TASK GOAL.
Please copy every line of the data below, beginning at the line that contains "[point] every instance of the blurred" and ending with the last line. Increase each x and y coordinate by 88, and leave all other text unchanged.

[Collection entries]

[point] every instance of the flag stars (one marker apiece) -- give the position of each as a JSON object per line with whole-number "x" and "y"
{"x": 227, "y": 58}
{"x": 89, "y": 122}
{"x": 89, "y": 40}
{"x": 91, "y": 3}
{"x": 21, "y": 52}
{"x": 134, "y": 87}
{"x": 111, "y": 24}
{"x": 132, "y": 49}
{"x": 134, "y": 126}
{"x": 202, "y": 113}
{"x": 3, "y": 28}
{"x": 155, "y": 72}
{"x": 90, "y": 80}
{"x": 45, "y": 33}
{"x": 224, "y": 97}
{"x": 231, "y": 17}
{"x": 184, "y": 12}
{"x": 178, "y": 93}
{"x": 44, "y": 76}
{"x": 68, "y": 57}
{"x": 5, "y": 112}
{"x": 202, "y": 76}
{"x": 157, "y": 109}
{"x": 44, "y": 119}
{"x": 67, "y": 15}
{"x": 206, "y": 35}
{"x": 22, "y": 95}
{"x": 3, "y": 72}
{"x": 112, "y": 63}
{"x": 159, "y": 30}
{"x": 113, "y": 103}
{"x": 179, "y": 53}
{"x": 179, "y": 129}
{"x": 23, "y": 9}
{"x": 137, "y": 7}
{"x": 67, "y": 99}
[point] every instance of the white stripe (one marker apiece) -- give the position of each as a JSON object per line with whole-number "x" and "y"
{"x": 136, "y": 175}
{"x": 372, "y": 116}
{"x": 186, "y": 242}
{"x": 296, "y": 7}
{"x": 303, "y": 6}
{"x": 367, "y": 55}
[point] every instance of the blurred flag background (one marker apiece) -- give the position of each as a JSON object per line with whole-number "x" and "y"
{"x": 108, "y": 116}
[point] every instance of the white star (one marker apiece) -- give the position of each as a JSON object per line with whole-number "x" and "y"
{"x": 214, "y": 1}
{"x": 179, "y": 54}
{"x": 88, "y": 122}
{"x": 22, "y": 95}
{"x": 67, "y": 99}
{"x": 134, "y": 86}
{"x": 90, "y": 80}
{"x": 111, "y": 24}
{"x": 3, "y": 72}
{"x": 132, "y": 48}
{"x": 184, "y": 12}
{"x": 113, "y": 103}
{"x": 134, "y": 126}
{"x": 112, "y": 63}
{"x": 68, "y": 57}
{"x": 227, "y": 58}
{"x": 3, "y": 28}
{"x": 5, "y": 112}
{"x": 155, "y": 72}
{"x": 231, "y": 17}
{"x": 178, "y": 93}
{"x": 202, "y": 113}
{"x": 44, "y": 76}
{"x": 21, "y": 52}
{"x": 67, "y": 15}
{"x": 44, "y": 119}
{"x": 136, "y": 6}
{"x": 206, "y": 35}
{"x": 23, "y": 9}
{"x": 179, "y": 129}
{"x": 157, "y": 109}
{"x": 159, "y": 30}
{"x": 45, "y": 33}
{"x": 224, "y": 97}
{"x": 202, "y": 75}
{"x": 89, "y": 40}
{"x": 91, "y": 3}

RESULT BELOW.
[point] every instance of the blurred flag background (one marker apiece) -- give the position of each as a JSON object per line with whole-number "x" and "y"
{"x": 196, "y": 204}
[point] every instance of the white star (one marker apiece) -- give the position of each as a JSON object per line with whole-number "x" and "y"
{"x": 302, "y": 89}
{"x": 267, "y": 142}
{"x": 176, "y": 210}
{"x": 110, "y": 183}
{"x": 155, "y": 187}
{"x": 222, "y": 174}
{"x": 178, "y": 168}
{"x": 199, "y": 112}
{"x": 91, "y": 160}
{"x": 220, "y": 136}
{"x": 272, "y": 100}
{"x": 201, "y": 191}
{"x": 222, "y": 214}
{"x": 200, "y": 151}
{"x": 156, "y": 145}
{"x": 315, "y": 146}
{"x": 91, "y": 116}
{"x": 93, "y": 200}
{"x": 243, "y": 160}
{"x": 319, "y": 105}
{"x": 266, "y": 181}
{"x": 290, "y": 201}
{"x": 132, "y": 164}
{"x": 109, "y": 140}
{"x": 155, "y": 103}
{"x": 132, "y": 207}
{"x": 224, "y": 94}
{"x": 294, "y": 123}
{"x": 111, "y": 97}
{"x": 267, "y": 217}
{"x": 245, "y": 197}
{"x": 247, "y": 118}
{"x": 133, "y": 121}
{"x": 312, "y": 185}
{"x": 290, "y": 163}
{"x": 177, "y": 128}
{"x": 179, "y": 91}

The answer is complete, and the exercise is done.